=== SELECTED EXTRACT ===
Invasive Species Compendium

Detailed coverage of invasive species threatening livelihoods and the environment worldwide

Abstract

Paranasal sinusitis at the initiation of chemotherapy is a risk factor for invasive fungal disease in children and adolescents with cancer.

Abstract

Background: The impact of paranasal sinusitis on the clinical outcome of patients with cancer remains unknown. The aim of this study was to determine whether paranasal sinusitis at the initiation of chemotherapy (SAI) affects the development of infectious complications in children and adolescents with cancer. Methods: A retrospective cohort analysis of patients aged 0-20 years with cancer who received chemotherapy was performed. SAI was defined as the presence of a fluid level or mucosal swelling or total opacity on sinus computed tomography examination before the initiation of chemotherapy. The primary outcome measures were the incidence of bacteremia, septic shock, and invasive fungal disease (IFD, including proven, probable, and possible cases). Results: SAI was observed in 57 (44%) of 130 enrolled patients. There were no significant differences in age, sex, and disease distribution between the patients with SAI (SAI group) and those without (non-SAI group). There was no significant difference in the 1-year cumulative incidence of bacteremia or septic shock after treatment initiation between the two groups (bacteremia, SAI group 33% vs. non-SAI group 35%, P=0.53; septic shock, SAI group 4% vs. non-SAI group 4%, P=0.87). The 1-year cumulative incidence of IFD was higher in the SAI group than in the non-SAI group (22% vs. 6%, P=0.012). Cumulative incidence analysis after inverse probability of treatment weighting adjustment showed that the SAI group was more likely to develop IFD (HR: 3.5, 95% CI: 1.1-11.2, P=0.033). Conclusions: Our findings suggest that patients with SAI may be at higher risk for IFD during chemotherapy.

=== DATA EXTRACT ===
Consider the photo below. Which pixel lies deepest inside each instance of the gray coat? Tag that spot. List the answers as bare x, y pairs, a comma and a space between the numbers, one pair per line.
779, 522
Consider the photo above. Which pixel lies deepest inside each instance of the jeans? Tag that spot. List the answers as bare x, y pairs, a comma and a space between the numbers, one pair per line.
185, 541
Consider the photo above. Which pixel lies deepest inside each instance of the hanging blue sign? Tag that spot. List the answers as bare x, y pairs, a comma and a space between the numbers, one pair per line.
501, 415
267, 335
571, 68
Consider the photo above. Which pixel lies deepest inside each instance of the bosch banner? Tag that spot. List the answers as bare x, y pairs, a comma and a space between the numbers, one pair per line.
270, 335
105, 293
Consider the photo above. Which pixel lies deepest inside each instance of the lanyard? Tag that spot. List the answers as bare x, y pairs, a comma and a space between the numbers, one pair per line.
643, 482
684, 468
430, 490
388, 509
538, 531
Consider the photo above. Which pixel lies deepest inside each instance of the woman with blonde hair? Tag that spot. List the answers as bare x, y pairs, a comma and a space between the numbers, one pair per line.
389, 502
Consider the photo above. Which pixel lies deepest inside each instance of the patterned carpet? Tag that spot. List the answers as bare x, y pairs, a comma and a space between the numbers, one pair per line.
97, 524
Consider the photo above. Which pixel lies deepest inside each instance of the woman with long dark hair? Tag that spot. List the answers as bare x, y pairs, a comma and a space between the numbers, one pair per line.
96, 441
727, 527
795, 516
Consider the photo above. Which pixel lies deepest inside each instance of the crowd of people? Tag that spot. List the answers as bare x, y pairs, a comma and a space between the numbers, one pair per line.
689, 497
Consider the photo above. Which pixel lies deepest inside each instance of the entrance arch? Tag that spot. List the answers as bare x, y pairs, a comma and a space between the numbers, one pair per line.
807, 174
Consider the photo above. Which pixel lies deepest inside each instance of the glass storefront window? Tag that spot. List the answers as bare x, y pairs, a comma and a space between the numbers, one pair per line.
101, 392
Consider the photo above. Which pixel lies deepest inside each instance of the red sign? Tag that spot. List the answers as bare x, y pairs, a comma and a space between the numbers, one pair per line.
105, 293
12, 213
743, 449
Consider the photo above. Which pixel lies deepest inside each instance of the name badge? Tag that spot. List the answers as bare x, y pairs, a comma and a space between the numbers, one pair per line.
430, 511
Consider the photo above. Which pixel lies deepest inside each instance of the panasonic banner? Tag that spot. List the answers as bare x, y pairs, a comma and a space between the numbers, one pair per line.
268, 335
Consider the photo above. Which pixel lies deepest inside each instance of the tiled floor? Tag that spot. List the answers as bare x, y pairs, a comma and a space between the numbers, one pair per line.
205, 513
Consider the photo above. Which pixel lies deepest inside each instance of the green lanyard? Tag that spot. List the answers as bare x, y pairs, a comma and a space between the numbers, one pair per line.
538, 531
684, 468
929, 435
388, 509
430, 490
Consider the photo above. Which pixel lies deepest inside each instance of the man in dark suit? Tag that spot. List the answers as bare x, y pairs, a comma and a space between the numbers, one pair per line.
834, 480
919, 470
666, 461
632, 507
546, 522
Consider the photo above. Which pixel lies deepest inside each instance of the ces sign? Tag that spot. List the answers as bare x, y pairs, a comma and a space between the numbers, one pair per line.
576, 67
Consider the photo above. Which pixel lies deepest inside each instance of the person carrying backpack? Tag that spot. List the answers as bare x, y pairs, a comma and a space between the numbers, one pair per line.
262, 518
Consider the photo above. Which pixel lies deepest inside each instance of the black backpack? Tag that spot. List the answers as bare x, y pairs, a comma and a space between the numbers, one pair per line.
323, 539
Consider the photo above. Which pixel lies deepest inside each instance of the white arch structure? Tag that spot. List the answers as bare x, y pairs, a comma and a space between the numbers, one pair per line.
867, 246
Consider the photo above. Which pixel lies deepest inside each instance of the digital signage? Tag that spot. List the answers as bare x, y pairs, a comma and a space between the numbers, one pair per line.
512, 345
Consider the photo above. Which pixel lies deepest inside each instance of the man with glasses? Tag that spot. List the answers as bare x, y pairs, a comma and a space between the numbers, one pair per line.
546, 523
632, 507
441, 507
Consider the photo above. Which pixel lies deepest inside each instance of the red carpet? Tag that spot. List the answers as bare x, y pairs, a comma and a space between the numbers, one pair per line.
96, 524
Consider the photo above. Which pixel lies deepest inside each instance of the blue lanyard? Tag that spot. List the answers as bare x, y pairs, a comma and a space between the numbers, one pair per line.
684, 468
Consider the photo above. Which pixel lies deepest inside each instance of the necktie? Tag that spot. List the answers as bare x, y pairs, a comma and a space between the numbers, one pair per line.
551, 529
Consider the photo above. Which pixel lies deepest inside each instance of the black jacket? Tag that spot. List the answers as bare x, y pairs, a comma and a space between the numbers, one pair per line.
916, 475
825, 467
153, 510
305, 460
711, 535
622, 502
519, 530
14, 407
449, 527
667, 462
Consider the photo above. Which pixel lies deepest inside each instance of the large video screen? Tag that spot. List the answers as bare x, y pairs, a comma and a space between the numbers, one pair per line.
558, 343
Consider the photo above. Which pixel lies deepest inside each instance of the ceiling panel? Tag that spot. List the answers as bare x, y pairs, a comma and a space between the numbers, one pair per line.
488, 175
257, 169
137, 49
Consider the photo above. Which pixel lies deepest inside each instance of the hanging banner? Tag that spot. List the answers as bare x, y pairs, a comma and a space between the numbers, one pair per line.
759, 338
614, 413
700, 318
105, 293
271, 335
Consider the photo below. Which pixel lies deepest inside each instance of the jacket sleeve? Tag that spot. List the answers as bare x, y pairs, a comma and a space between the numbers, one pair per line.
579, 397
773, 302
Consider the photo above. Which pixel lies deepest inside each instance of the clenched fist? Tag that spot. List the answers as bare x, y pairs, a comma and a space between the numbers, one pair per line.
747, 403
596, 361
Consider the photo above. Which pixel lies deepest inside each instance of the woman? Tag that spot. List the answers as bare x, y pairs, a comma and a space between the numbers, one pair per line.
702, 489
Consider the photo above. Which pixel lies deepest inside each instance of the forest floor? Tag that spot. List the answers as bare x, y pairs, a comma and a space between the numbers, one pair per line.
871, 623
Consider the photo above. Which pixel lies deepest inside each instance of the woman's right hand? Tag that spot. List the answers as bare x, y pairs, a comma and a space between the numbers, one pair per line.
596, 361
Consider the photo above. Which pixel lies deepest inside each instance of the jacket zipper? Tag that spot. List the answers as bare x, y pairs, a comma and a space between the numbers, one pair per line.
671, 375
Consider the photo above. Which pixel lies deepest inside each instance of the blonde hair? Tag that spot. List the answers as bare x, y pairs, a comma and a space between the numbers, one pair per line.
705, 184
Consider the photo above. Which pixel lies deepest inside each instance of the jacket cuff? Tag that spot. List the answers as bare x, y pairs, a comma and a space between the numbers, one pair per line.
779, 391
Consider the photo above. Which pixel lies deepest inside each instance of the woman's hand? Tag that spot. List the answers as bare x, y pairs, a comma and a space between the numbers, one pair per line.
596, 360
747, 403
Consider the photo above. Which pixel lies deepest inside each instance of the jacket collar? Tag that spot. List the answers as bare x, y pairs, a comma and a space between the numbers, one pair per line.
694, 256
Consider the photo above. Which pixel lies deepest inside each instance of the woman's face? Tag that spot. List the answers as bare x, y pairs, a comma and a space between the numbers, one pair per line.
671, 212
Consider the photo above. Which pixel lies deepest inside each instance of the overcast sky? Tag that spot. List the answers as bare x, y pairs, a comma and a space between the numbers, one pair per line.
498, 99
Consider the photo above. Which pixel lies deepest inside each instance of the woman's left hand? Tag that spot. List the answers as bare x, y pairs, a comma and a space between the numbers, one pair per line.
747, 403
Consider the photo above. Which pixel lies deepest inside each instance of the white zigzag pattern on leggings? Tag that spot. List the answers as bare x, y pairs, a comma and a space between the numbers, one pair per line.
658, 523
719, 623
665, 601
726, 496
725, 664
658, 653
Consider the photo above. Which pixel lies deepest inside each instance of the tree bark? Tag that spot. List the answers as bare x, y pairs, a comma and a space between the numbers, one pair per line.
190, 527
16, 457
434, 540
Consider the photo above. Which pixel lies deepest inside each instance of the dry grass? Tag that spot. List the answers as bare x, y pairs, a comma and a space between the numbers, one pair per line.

=== TASK GOAL ===
Please give the 1-year cumulative incidence of invasive fungal disease in each group, as reported in the sinusitis abstract above.

=== EXERCISE OUTPUT ===
22% in the SAI group versus 6% in the non-SAI group (P=0.012).